OS PERIGOS DAS SUPERBACTÉRIAS — Segundo a Organização Mundial da Saúde (OMS), a resistência a antibióticos pode levar à morte de 10 milhões de pessoas por ano a partir de 2050, o que representa uma morte a cada 3 segundos. A preocupação de médicos e cientistas em todo o mundo é que, sem o investimento em pesquisas e um plano contra o abuso de medicamentos, podemos voltar à época em que os antibióticos não existiam.
Em 2019, mais de 1,2 milhão de pessoas morreram em todo o mundo por infecções causadas por bactérias resistentes a antibióticos, de acordo com o maior estudo sobre o assunto realizado até hoje. A análise, publicada no periódico científico The Lancet, considerou dados de 204 países e territórios. Conforme o estudo, os óbitos têm sido causados por infecções comuns e tratáveis, como doenças respiratórias e da corrente sanguínea, decorrentes da resistência ao tratamento que as bactérias adquiriram.
No Brasil, a detecção de bactérias resistentes a antibióticos mais do que triplicou durante o período da pandemia de covid-19. É o que mostra um estudo realizado pelo Laboratório de Pesquisa em Infecção Hospitalar do Instituto Oswaldo Cruz, da Fundação Oswaldo Cruz (Fiocruz). O levantamento aponta que, em 2019, pouco mais de mil isolados de bactérias foram enviados ao laboratório para análise aprofundada. Em 2020, esse número passou para quase dois mil e, entre janeiro e outubro de 2021, já foram mais de 3,7 mil amostras.
O Brasil é o país com o maior consumo de antibióticos na América. É o que aponta o relatório da OMS sobre a vigilância de consumo do medicamento no mundo. Dados da Agência Nacional de Vigilância Sanitária (Anvisa) mostram que cerca de 25% das infecções registradas são causadas por esses microrganismos. Nesse cenário, doenças como pneumonia, pielonefrite, tuberculose e gonorreia, estão se tornando cada vez mais difíceis e, às vezes, impossíveis de tratar.

────────

**TESTE SUA COMPREENSÃO**.
1. No texto sobre superbactérias, quantos países e territórios entraram na análise publicada na The Lancet?
2. Devolva o trecho do texto sobre superbactérias que começa em "No Brasil, a" e termina em "3,7 mil amostras.", sem mudar nada.
As entradas não têm nenhuma relação com o texto sobre superbactérias.

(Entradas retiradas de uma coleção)
────────

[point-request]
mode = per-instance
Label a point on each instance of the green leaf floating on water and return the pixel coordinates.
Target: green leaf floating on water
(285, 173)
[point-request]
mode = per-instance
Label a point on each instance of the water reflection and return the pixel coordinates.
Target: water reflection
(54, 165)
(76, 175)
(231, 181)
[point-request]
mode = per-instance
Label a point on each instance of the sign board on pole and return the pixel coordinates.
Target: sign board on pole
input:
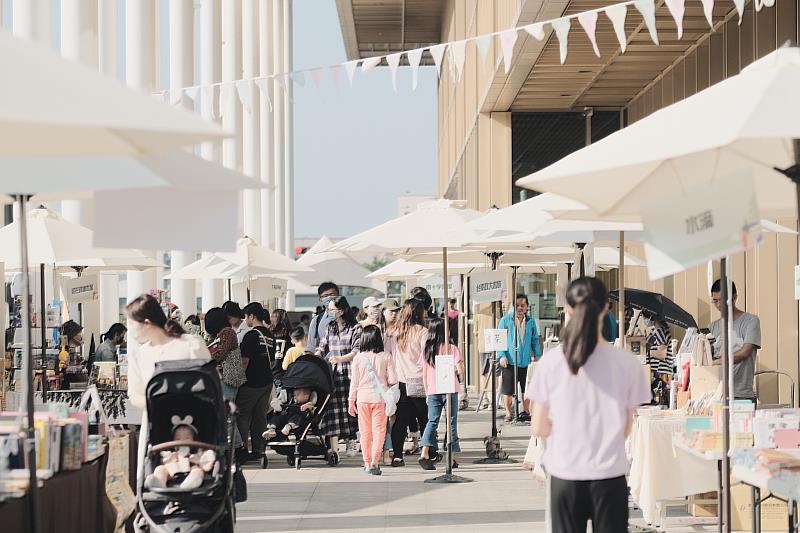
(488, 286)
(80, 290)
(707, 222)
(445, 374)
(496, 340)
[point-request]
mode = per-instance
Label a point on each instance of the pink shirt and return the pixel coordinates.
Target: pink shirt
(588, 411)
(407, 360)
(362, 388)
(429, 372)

────────

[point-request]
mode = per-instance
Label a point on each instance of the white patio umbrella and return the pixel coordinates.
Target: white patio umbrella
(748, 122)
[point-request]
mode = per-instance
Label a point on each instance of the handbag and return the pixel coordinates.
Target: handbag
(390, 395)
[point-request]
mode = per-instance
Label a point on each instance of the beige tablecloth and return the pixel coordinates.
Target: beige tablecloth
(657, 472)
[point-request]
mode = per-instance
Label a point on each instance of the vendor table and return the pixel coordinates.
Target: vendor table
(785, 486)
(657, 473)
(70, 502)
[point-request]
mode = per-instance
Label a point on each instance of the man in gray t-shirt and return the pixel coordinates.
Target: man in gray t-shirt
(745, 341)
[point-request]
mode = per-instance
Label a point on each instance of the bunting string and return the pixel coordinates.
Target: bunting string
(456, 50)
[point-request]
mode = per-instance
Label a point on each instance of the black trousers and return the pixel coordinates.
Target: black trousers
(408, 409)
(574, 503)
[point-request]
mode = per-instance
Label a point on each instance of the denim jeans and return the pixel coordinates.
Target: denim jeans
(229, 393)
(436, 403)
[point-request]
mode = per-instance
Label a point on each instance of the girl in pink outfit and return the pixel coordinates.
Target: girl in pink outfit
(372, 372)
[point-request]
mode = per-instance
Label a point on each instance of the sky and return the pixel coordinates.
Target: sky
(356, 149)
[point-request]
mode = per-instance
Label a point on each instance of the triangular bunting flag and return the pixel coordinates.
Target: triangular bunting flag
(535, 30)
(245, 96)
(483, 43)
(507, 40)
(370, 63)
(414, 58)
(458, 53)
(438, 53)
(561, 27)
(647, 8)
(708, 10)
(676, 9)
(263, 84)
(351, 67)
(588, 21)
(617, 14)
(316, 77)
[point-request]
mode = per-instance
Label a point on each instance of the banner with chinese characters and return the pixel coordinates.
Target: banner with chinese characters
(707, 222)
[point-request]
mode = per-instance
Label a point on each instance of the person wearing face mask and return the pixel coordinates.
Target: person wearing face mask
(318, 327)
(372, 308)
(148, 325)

────────

**RESPOSTAS EM ORDEM**.
1. 204 países e territórios.

2.
No Brasil, a detecção de bactérias resistentes a antibióticos mais do que triplicou durante o período da pandemia de covid-19. É o que mostra um estudo realizado pelo Laboratório de Pesquisa em Infecção Hospitalar do Instituto Oswaldo Cruz, da Fundação Oswaldo Cruz (Fiocruz). O levantamento aponta que, em 2019, pouco mais de mil isolados de bactérias foram enviados ao laboratório para análise aprofundada. Em 2020, esse número passou para quase dois mil e, entre janeiro e outubro de 2021, já foram mais de 3,7 mil amostras.